= Extracted records =
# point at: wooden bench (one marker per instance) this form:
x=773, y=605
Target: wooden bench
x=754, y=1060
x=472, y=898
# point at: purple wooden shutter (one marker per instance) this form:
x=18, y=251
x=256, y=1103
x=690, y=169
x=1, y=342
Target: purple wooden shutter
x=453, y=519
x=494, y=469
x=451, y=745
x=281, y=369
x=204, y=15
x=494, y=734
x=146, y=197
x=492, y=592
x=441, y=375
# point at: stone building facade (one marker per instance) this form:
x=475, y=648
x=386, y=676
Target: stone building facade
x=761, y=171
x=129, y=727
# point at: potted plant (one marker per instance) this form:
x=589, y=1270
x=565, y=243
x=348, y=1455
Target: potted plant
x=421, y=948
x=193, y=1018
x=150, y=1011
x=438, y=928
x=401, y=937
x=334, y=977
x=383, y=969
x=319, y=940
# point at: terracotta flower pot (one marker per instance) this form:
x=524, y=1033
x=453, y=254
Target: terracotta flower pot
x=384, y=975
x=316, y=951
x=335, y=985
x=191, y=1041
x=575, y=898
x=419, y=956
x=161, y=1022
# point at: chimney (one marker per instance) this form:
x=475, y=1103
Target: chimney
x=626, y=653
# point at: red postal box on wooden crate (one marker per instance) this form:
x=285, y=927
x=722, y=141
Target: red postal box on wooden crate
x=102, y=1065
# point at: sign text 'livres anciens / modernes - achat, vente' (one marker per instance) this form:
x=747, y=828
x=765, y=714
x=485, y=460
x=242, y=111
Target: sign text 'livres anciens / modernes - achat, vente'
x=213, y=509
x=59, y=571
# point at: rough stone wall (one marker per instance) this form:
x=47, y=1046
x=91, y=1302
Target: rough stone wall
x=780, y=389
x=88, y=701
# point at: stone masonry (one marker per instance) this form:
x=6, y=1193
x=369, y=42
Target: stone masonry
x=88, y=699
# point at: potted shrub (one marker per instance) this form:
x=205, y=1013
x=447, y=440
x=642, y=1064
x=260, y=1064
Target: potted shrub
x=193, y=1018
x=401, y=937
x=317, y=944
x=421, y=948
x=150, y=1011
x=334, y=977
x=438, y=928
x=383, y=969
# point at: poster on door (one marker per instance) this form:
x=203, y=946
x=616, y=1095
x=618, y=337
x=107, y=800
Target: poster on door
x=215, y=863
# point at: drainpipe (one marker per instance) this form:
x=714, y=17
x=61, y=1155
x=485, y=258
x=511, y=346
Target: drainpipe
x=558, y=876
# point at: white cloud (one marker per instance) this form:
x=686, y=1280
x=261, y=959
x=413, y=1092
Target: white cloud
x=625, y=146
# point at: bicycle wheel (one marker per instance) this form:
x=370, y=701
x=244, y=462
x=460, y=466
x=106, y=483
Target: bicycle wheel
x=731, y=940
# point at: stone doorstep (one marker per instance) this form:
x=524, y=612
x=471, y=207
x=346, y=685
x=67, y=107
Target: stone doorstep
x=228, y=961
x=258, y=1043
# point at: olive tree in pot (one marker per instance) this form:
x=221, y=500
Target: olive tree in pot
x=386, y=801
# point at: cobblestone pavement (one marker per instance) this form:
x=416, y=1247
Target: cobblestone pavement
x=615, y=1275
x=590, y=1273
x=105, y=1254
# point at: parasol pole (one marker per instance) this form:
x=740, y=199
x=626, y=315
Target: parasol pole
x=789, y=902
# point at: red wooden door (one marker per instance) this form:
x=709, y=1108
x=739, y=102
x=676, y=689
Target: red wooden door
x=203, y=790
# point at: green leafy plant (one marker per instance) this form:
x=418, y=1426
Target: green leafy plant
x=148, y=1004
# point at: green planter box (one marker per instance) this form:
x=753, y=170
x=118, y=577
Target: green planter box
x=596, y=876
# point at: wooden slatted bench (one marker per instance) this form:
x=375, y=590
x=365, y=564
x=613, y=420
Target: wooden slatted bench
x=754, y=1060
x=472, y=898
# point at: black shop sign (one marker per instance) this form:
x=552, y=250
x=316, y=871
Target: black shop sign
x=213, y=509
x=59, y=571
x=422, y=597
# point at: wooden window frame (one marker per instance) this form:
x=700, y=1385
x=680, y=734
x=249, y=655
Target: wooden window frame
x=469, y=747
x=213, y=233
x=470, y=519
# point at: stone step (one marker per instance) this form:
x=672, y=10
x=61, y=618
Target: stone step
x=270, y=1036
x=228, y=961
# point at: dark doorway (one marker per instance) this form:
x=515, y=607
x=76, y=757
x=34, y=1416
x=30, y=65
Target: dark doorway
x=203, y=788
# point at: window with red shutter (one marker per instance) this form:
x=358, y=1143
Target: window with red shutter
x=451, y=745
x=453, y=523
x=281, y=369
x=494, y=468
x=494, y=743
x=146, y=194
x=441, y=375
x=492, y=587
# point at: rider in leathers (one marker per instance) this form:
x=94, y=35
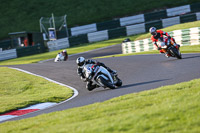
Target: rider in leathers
x=81, y=61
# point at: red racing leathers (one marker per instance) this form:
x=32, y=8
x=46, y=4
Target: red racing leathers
x=159, y=36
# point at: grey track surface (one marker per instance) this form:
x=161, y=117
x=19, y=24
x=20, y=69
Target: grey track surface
x=138, y=73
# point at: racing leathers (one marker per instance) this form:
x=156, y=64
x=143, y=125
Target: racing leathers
x=89, y=85
x=159, y=36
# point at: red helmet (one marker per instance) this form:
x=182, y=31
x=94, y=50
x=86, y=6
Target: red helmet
x=152, y=30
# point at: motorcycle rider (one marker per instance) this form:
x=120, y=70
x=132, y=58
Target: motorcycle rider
x=158, y=35
x=81, y=61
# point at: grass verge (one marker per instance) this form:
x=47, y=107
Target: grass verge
x=18, y=89
x=92, y=46
x=173, y=108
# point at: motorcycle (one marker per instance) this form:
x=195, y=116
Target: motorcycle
x=101, y=76
x=59, y=57
x=168, y=46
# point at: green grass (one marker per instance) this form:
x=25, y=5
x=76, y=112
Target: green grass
x=91, y=46
x=17, y=15
x=173, y=108
x=18, y=89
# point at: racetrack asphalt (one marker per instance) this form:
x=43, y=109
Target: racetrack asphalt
x=138, y=73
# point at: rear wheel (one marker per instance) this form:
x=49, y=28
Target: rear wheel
x=119, y=82
x=106, y=83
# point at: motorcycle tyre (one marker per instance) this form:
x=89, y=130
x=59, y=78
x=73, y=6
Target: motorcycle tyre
x=105, y=83
x=119, y=82
x=176, y=53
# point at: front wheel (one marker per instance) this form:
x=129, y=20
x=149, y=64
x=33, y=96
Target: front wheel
x=106, y=83
x=119, y=82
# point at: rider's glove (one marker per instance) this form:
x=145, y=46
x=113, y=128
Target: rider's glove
x=159, y=48
x=168, y=42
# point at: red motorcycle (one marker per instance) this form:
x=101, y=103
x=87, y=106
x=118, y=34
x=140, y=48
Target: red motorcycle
x=169, y=48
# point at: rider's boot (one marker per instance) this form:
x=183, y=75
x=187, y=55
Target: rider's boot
x=167, y=55
x=90, y=86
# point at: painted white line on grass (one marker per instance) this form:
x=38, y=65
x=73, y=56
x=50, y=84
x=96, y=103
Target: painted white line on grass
x=40, y=106
x=6, y=117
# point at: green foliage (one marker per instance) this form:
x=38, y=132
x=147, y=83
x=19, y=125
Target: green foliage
x=18, y=89
x=18, y=15
x=173, y=108
x=91, y=46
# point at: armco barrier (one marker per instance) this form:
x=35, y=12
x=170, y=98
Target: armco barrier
x=125, y=30
x=83, y=29
x=183, y=37
x=8, y=54
x=98, y=36
x=30, y=50
x=58, y=44
x=178, y=10
x=136, y=19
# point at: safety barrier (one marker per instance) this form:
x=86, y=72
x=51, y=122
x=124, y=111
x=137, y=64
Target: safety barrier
x=58, y=44
x=183, y=37
x=121, y=31
x=8, y=54
x=136, y=19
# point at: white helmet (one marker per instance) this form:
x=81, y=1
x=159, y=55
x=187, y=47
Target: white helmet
x=152, y=30
x=80, y=61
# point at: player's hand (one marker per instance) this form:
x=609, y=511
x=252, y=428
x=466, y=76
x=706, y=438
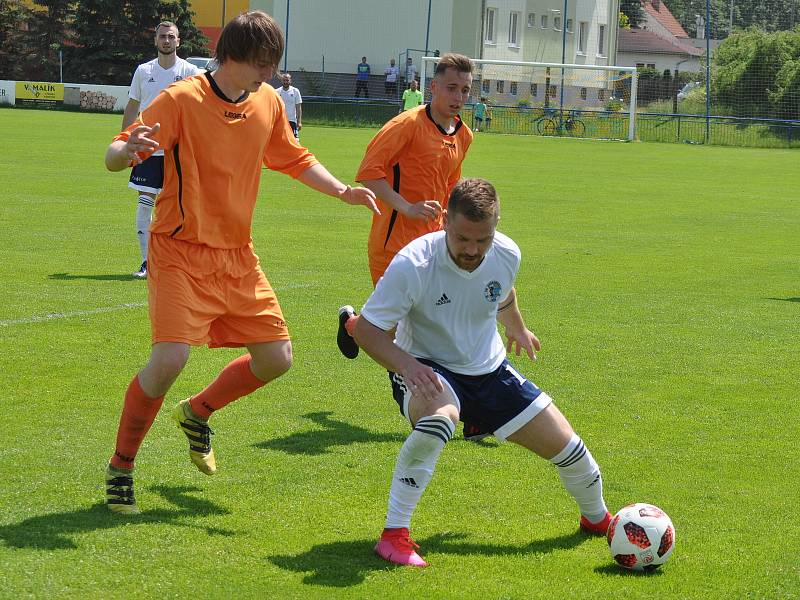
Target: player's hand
x=141, y=141
x=358, y=196
x=426, y=210
x=422, y=381
x=522, y=340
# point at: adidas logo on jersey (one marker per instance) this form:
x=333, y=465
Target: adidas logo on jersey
x=443, y=300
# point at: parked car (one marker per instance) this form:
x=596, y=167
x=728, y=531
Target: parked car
x=203, y=62
x=683, y=93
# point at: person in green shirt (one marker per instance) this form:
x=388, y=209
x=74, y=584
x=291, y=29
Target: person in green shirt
x=412, y=96
x=480, y=113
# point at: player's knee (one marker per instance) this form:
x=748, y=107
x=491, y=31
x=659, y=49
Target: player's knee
x=171, y=363
x=271, y=363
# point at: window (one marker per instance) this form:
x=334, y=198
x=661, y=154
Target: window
x=491, y=25
x=513, y=35
x=583, y=28
x=601, y=40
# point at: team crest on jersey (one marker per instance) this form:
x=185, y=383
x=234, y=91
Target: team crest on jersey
x=493, y=291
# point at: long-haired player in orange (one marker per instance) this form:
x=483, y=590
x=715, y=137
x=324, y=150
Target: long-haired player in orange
x=205, y=282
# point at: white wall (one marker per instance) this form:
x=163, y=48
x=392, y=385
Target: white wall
x=662, y=61
x=344, y=35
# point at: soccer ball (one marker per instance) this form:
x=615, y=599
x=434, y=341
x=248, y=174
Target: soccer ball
x=641, y=537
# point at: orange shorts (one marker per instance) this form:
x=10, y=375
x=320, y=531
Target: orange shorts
x=201, y=295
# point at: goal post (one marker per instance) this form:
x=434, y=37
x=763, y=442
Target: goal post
x=599, y=101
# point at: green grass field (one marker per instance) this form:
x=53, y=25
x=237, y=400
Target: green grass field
x=662, y=279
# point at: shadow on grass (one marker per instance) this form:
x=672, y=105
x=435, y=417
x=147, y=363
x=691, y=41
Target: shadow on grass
x=344, y=564
x=320, y=441
x=614, y=569
x=110, y=277
x=52, y=531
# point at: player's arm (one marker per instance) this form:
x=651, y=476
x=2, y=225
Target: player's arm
x=130, y=114
x=317, y=177
x=518, y=335
x=425, y=210
x=122, y=153
x=380, y=345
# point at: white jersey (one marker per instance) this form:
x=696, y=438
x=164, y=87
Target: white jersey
x=150, y=78
x=444, y=313
x=291, y=98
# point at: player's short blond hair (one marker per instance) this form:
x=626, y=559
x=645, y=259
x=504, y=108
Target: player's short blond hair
x=168, y=24
x=459, y=62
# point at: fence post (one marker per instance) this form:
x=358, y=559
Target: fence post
x=634, y=100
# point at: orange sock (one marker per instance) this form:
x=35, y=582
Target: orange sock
x=350, y=324
x=138, y=414
x=235, y=381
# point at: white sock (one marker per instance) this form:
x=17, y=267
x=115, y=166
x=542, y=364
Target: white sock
x=581, y=477
x=144, y=210
x=415, y=465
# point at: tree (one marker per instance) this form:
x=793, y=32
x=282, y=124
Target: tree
x=48, y=33
x=634, y=11
x=729, y=15
x=112, y=37
x=758, y=74
x=14, y=49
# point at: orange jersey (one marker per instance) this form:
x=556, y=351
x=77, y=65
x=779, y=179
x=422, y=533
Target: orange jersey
x=213, y=151
x=421, y=162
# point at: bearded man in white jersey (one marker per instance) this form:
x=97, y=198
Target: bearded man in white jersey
x=445, y=293
x=148, y=81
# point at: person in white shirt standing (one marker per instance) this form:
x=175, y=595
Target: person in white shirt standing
x=294, y=104
x=445, y=292
x=148, y=80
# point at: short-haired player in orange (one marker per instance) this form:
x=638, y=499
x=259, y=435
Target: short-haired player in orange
x=205, y=283
x=412, y=164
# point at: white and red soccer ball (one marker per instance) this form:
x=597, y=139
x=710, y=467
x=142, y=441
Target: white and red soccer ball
x=641, y=537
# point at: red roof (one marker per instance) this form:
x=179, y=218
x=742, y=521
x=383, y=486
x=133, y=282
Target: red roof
x=642, y=40
x=659, y=11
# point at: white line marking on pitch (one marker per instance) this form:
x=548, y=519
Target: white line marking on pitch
x=106, y=309
x=72, y=315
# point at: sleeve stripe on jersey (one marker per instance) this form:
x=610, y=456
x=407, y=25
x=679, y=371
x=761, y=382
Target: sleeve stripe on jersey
x=177, y=158
x=396, y=188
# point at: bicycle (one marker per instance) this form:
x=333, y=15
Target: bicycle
x=560, y=122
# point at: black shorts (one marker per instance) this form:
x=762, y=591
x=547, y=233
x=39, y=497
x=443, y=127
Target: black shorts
x=148, y=176
x=500, y=402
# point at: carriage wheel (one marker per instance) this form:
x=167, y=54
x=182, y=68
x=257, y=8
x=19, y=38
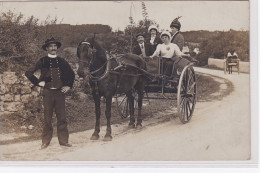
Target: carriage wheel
x=122, y=104
x=186, y=94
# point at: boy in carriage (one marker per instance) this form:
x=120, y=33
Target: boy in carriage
x=177, y=37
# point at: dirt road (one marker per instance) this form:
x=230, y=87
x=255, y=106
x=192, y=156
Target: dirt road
x=218, y=131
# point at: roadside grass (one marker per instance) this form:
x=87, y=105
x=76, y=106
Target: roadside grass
x=81, y=113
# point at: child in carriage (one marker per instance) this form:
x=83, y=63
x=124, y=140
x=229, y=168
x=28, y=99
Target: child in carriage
x=168, y=51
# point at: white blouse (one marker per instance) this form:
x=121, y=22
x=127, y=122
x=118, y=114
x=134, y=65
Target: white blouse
x=167, y=51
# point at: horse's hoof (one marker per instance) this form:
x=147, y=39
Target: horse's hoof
x=139, y=126
x=131, y=125
x=108, y=138
x=94, y=137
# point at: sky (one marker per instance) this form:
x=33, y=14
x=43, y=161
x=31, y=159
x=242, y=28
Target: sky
x=196, y=15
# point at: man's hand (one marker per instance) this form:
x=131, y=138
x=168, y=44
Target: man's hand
x=65, y=89
x=41, y=84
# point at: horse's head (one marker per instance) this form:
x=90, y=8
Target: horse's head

= Directive =
Reproduce the records starting at the line containing "# point at: purple" and ending at the line containing "x=88, y=699", swapping "terracotta" for "clay" and leaving everything else unchanged.

= Exercise answer =
# point at: purple wooden shutter (one marker per instance) this form:
x=18, y=251
x=256, y=1103
x=690, y=169
x=1, y=342
Target: purple wooden shutter
x=453, y=519
x=494, y=469
x=451, y=745
x=281, y=369
x=204, y=15
x=494, y=734
x=146, y=197
x=492, y=592
x=441, y=375
# point at: stone building facade (one marker per instance) this form:
x=475, y=648
x=386, y=676
Target: stone building facade
x=761, y=171
x=129, y=727
# point at: potted plant (one marker per instance) this form:
x=589, y=1270
x=565, y=243
x=348, y=1455
Target: potted plant
x=421, y=948
x=193, y=1018
x=150, y=1011
x=438, y=928
x=401, y=937
x=334, y=977
x=383, y=969
x=319, y=940
# point at: clay flower pot (one marker per instance) this form:
x=524, y=1033
x=453, y=254
Target: clay flower pot
x=384, y=975
x=316, y=951
x=335, y=985
x=191, y=1041
x=575, y=898
x=419, y=956
x=161, y=1022
# point at: chimney (one marker per instance) this form:
x=475, y=1103
Target: chimney
x=626, y=653
# point at: red postal box on wooden crate (one marker per instance) this form:
x=285, y=927
x=722, y=141
Target: red postal box on wooden crate
x=102, y=1065
# point at: sign text 'livres anciens / modernes - achat, vente' (one marker per instance) this form:
x=747, y=828
x=765, y=714
x=485, y=460
x=242, y=111
Target: sign text 'livres anciens / modernes - achat, vente'
x=213, y=509
x=59, y=571
# point at: rough stone wall (one marker per instance) this form:
x=47, y=1046
x=91, y=1302
Target: rough stone wall
x=780, y=389
x=88, y=701
# point at: stone masonry (one marker per instance) this form:
x=6, y=1193
x=369, y=42
Target: stone masonry
x=88, y=699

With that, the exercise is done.